**WHAT IS EXPECTED**:
In this exercise, each record below is to be written out again exactly.

-------------------------

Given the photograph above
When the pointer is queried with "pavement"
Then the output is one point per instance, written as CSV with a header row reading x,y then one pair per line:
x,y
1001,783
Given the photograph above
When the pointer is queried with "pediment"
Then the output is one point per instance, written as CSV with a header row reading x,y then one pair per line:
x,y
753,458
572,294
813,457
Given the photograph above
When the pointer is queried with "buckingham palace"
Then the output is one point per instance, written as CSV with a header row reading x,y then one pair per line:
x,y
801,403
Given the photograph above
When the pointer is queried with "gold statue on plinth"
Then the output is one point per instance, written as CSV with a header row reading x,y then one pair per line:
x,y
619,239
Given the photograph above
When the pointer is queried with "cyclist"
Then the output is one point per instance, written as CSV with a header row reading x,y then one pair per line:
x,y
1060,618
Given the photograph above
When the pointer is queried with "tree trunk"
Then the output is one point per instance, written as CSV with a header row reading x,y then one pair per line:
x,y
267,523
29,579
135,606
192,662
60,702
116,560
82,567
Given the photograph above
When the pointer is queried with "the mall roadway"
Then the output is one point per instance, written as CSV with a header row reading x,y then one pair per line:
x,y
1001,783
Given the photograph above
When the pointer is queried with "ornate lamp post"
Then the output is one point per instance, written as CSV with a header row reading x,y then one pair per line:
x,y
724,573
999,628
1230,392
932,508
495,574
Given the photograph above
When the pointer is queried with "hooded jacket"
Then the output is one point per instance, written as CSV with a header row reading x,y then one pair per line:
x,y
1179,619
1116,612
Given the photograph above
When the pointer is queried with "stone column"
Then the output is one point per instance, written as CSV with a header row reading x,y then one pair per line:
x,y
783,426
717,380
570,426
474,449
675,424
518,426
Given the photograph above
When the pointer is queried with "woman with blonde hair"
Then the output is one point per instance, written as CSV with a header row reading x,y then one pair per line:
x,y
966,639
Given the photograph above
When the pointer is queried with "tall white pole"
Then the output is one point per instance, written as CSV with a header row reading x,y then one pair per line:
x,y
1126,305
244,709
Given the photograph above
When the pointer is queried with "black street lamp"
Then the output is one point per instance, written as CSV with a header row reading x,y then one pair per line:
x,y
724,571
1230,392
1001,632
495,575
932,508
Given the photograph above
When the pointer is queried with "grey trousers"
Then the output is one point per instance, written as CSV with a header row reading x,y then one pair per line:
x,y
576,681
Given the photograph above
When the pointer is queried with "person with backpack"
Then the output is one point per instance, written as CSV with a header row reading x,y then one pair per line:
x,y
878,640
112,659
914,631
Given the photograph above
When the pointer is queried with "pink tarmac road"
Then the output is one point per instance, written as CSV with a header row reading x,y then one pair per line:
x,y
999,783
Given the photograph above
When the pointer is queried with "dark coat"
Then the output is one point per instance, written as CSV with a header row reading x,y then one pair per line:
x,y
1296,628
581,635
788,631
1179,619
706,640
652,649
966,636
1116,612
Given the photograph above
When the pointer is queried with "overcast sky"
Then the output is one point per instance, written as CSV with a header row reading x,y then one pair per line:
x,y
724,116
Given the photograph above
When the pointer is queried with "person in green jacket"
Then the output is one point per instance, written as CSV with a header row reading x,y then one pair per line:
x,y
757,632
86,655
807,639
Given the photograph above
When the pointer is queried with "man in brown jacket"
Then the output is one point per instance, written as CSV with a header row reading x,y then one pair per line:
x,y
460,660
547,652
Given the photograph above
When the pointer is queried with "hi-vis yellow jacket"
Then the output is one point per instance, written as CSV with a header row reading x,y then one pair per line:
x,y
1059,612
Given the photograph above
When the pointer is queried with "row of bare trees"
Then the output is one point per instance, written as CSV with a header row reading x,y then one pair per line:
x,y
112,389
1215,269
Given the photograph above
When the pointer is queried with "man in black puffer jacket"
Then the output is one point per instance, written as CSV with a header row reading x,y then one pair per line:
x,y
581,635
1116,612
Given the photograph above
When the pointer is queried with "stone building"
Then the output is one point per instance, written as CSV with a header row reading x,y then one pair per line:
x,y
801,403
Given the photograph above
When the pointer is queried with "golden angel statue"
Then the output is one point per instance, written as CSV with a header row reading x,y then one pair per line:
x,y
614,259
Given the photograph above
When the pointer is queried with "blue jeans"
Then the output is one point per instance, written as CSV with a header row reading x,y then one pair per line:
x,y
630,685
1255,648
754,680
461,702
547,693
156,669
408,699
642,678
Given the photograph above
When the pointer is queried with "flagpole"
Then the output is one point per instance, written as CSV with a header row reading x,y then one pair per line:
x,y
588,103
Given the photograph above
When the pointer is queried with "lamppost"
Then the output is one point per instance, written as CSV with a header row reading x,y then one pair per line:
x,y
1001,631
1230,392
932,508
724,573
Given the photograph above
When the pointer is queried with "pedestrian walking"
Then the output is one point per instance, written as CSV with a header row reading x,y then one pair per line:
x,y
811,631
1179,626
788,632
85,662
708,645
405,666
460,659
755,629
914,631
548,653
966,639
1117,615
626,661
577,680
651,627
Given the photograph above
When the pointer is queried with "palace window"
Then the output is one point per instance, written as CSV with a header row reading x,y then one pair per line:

-------------------------

**PROBLEM SOLUTION**:
Given the photograph above
When the pointer is queried with "pavement"
Then the output is one point per instance, written as CSV with a header row reading x,y then one pair per line:
x,y
1001,783
Given the photograph above
When the pointer is queried with "pediment"
Then the output is one point per instance, written as CSV with a header row reading x,y then one pair per line:
x,y
753,458
572,294
813,457
Given the photograph above
When the pointer is queried with "buckingham palace"
Then the output is one point per instance, written as CSV with a header row reading x,y then one pair per line:
x,y
801,403
Given the photograph above
When the pointer is queried with "gold statue on plinth"
Then the output is one point per instance, written as CSV with a header row reading x,y then one pair per line:
x,y
619,239
Given the photograph above
When the pointer is queried with "cyclist"
Then the output is one point per instance, written as CSV with a header row reading x,y then one pair per line:
x,y
1060,618
Given the photograph above
When the pointer is queried with "tree trunk"
Then the output is one point per instance, written as CSV with a header row reading x,y then one pair per line:
x,y
267,523
29,579
135,606
192,662
60,702
116,560
82,567
Given the photograph above
When the pointer is queried with "the mall roadway"
Then the output is one point per instance, written as CSV with a header row reading x,y then one pair per line:
x,y
1001,783
Given the photograph above
When the pointer is queried with "ornate lamp post"
Then the output is one point per instance, written as CSV with a header row reading x,y then one pair per line:
x,y
724,573
999,628
1230,392
932,508
495,574
Given the photograph above
When the pointer is queried with "hooded jacket"
Then the output is one point per instance, written as CSV with a header row reading x,y then one pair per line:
x,y
1179,619
1116,612
Given the photograph above
When the pointer is queried with "stone column"
Then the output is one point per instance, written as CSV with a header row reading x,y then one pair per line:
x,y
783,426
717,380
570,426
474,449
675,424
518,426
Given the photograph above
When the pointer is queried with "woman with blonde hair"
Then the output is one point per instance, written as CSV with a header row reading x,y then one pair per line:
x,y
966,639
Given the photograph above
When the pointer is queried with "tall white pole"
Then the output is one point per instance, written as CSV with a header row reading x,y then one pair per line:
x,y
1126,305
244,709
Given the photograph above
When the pointer is queried with "black street lamp"
Then the output is one point per instance, written as CSV with a header row reading x,y then one pair per line:
x,y
724,571
1230,392
1001,632
495,575
932,508
Given the photograph above
When the pointer is queried with "grey trousers"
Then the output is one point per instance, written as CSV with a header row reading x,y then one pair per line:
x,y
576,681
Given the photograph above
When the pointer is queried with "person with backpack"
Then the output is one point per instance, written as CSV with a header row reading x,y then one pair per line:
x,y
878,640
112,659
914,631
Given the photograph above
When the pointer is queried with "pink tarmac road"
Then the output is one point per instance, written as CSV with a header row reading x,y then one pair per line:
x,y
999,783
Given the photograph above
When the pointer is queried with "dark coat"
Then the output is one point per instance, written as CSV with a header row reading x,y then one pair per line:
x,y
1296,628
581,635
788,631
1179,619
706,640
652,649
966,636
1116,612
Given the photograph above
When the pointer is queried with "overcast sky"
Then the output is one point per instance, written as CSV with a header row reading x,y then one pair per line:
x,y
724,116
Given the photograph above
When the pointer is queried with "person in green jacket"
Then the output is one point per instance, written as CSV with a header row reading x,y then one pair per line:
x,y
757,632
86,655
807,639
Given the photograph above
When the pointer is queried with "man in brown jacket"
Then the output is one point per instance, written as CSV with a header row reading x,y then one pair per line:
x,y
460,660
547,652
Given the photograph above
When the pointer is queried with "hi-vis yellow jacket"
Then the output is one point per instance, written as CSV with a header row reading x,y then one pair per line:
x,y
1059,612
Given the photograph above
When the pointer is queried with "row of bare trees"
Then the output is one point per instance, written as CSV with a header row reading x,y then one pair per line:
x,y
112,389
1215,269
Given the photograph above
When the pointer is queried with "man in black puffer jacket"
Then the output is one point per instance, written as CSV with a header row reading x,y then one pair per line:
x,y
581,635
1116,612
Given the photograph above
When the pointer is queried with "stone building"
Then the output is one point per instance, written as CSV with a header row reading x,y then one pair per line:
x,y
801,403
Given the photograph above
When the pointer is queried with "golden angel statue"
Then the output is one point per instance, written as CSV with a header row reading x,y then one pair per line:
x,y
614,259
Given the photograph above
When the pointer is queried with "blue jeans"
Then the output is one point per instance, written as CSV with a header row reading x,y then one pair per line:
x,y
630,685
1255,648
754,680
461,702
547,693
156,669
408,699
642,678
Given the photograph above
When the pointer is queried with "flagpole"
Then the output is one point per instance, written as CSV with a header row reading x,y then one pair per line:
x,y
588,103
Given the photograph above
When the pointer is queried with "lamppost"
Then the output is one point per instance, written as CSV with a header row reading x,y then one pair per line:
x,y
1001,631
1230,392
932,508
724,573
Given the photograph above
When the pointer is queried with "pedestrian walking"
Then the output is one point per instance, written as CSV with a header row reading x,y then one pair per line:
x,y
811,631
1179,626
788,632
85,662
708,645
405,666
460,659
755,629
914,631
548,653
966,639
1117,615
626,661
577,680
651,627
Given the photograph above
When the pointer is queried with "palace window"
Then the output is one point per instance, written as CSV with a header row reading x,y then one pair per line:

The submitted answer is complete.